» **AVAILABLE DATA**
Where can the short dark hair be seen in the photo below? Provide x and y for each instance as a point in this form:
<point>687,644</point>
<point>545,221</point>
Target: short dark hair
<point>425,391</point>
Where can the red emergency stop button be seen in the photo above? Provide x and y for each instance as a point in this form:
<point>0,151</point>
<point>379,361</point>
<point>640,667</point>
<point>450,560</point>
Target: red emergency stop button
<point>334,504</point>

...

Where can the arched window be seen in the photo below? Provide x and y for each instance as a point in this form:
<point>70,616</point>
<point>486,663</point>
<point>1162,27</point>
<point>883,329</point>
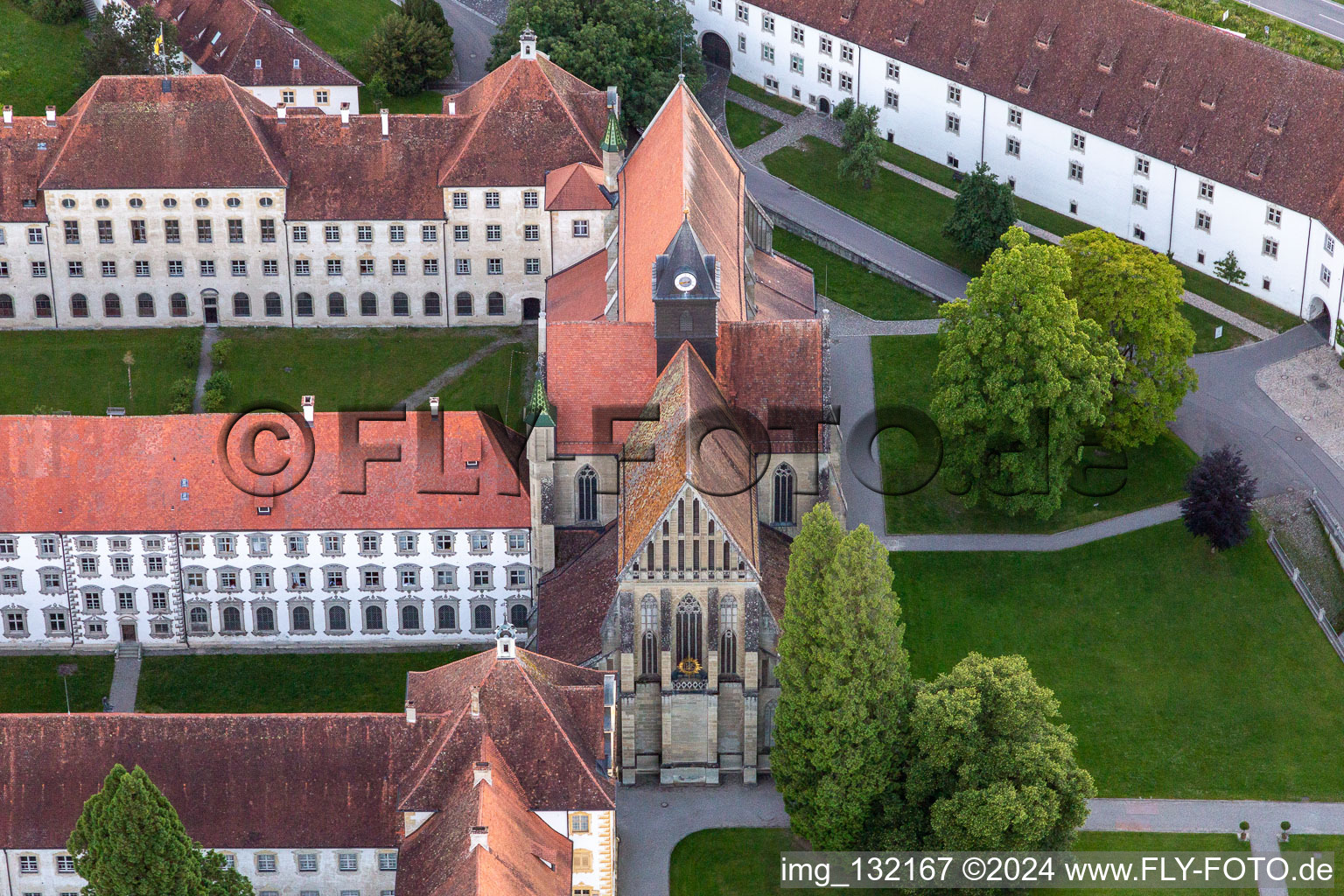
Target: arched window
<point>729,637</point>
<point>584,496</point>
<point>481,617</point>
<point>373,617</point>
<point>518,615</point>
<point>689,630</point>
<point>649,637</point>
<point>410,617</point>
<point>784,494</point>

» **EXERCISE GOAL**
Your answer should be the lines of the listing above between the line holding "<point>687,644</point>" and the line holding "<point>450,560</point>", inclusive, restated word for word and alone.

» **ANSWER TO THE EXERCISE**
<point>687,644</point>
<point>545,221</point>
Target: short dark hair
<point>425,391</point>
Where can the red emergency stop button be seen in the photo above? Provide x and y for each instance as a point in this form:
<point>0,151</point>
<point>379,361</point>
<point>640,667</point>
<point>450,560</point>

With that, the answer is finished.